Species of flowering plant

Melaleuca punicea is a plant in the myrtle family, Myrtaceae, and is endemic to the Northern Territory in Australia. Some of the characteristics of this species make it difficult to classify at the genus level. After it was originally described in 1984 as Melaleuca punicea, it was transferred in 1986 to the genus Regelia (as Regelia punicea) but it did not fit well in that genus either. In 1999 it was transferred again to a new genus Petraeomyrtus as P. punicea. Subsequent molecular studies, especially of chloroplast DNA have suggested that it is best placed in Melaleuca along with others from genera including Beaufortia, Callistemon and Regelia. Later publications include this species as Melaleuca punicea.

==Description==
Melaleuca punicea is a spreading shrub growing to about 2.5 m tall. Its leaves are 0.8-2 mm long and 0.5-0.9 mm wide, with no apparent stalk, narrow triangular in shape, and almost crescent shape in cross section.

**Brief 1:** Reproduce the portion of the Melaleuca punicea passage starting with "Melaleuca punicea is a plant" and going on through "as Melaleuca punicea.", without any alteration.
**Brief 2:** Carry on the Melaleuca punicea passage, beginning directly after its final sentence.
The data that comes next was drawn from a separate source and is unrelated to the Melaleuca punicea passage.

**Extracted material:**
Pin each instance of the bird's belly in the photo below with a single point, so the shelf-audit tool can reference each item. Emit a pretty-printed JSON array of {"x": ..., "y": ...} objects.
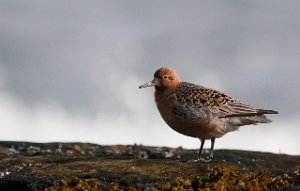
[{"x": 200, "y": 128}]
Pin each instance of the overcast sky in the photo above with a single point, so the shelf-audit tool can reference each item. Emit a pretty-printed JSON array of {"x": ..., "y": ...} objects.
[{"x": 70, "y": 70}]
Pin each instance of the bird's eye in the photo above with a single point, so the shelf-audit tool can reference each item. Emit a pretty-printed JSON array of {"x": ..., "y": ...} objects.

**Answer space 1:**
Melaleuca punicea is a plant in the myrtle family, Myrtaceae, and is endemic to the Northern Territory in Australia. Some of the characteristics of this species make it difficult to classify at the genus level. After it was originally described in 1984 as Melaleuca punicea, it was transferred in 1986 to the genus Regelia (as Regelia punicea) but it did not fit well in that genus either. In 1999 it was transferred again to a new genus Petraeomyrtus as P. punicea. Subsequent molecular studies, especially of chloroplast DNA have suggested that it is best placed in Melaleuca along with others from genera including Beaufortia, Callistemon and Regelia. Later publications include this species as Melaleuca punicea.

**Answer space 2:**
The flowers are bright red or orange-red and are arranged in heads containing up to 15 individual flowers. The stamens are in five bundles around the flowers, each bundle containing 9 to 13 stamens. Flowering occurs during the dry season, including from January to November but mainly from June to August and is followed by the fruit, which are cup-shaped capsules, although not as woody as in most other melaleucas.

==Taxonomy and naming==
Melaleuca punicea was first formally described in 1984 by Norman Byrnes in Austrobaileya. It was then transferred to the genus Regelia (Regelia punicea (Byrnes) Barlow) then to Petraeomyrtus (Petraeomyrtus punicea (Byrnes) Craven) and finally to the present Melaleuca punicea. The specific epithet (punicea) is from the Latin puniceus meaning "purplish-red" referring to the colour of the stamens.

==Distribution and habitat==
Melaleuca punicea occurs in Arnhem Land on the sandstone escarpments of the Kakadu National Park.